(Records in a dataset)

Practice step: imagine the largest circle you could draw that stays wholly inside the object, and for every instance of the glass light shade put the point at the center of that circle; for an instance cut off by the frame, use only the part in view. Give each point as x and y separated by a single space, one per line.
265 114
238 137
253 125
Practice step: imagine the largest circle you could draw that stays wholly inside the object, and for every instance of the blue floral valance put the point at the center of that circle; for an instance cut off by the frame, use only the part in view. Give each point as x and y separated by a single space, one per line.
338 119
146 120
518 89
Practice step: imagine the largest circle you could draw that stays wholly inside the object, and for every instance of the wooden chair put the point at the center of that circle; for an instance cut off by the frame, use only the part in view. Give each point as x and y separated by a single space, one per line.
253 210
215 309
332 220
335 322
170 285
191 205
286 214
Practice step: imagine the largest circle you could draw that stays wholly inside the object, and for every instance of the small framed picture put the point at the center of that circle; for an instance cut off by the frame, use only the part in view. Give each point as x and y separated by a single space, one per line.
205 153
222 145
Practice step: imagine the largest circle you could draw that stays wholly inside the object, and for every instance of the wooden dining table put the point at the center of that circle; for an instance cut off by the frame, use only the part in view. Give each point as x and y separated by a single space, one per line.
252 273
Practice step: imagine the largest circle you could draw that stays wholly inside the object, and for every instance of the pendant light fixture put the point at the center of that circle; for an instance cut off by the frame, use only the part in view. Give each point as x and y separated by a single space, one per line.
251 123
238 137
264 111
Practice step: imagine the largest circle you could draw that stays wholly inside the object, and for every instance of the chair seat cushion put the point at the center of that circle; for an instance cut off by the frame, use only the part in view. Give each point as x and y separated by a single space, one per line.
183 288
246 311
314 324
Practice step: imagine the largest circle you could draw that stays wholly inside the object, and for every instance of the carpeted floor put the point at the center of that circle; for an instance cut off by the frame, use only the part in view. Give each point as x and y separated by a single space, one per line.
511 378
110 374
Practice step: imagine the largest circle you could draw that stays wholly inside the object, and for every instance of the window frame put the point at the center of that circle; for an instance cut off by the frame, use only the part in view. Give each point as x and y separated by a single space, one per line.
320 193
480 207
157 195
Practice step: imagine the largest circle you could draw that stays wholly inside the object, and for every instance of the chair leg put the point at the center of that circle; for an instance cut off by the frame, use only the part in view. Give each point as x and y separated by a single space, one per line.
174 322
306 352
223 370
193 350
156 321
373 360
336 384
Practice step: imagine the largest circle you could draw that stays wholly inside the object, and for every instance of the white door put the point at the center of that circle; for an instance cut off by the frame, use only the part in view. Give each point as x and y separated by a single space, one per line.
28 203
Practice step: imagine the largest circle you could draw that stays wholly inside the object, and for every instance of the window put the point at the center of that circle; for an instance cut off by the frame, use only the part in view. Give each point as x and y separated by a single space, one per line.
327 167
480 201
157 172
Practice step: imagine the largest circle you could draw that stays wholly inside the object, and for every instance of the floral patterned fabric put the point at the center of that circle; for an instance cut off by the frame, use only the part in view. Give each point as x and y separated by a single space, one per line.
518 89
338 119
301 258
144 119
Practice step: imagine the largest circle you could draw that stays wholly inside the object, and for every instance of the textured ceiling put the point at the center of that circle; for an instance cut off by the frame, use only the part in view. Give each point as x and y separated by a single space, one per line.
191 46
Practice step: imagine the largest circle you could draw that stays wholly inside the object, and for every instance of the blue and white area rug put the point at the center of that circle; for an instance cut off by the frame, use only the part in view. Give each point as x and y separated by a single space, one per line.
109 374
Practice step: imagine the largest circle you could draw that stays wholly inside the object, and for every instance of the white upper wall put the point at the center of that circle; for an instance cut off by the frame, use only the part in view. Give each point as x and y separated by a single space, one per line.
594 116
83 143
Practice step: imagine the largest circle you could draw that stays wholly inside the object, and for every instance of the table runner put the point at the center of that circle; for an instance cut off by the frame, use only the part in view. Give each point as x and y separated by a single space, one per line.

Stated problem.
Find each line in the rows above that contains the word "ceiling", and copy those lines out in full. Case counts when matching.

Written solution.
Practice step: imagine the largest circle you could draw that stays wholly inside the object, and for every instance of the textured ceiling put the point at the center of that circle; for an instance cut off by the frame, use only the part in view. Give each point as x and y separated by a single space, one per line.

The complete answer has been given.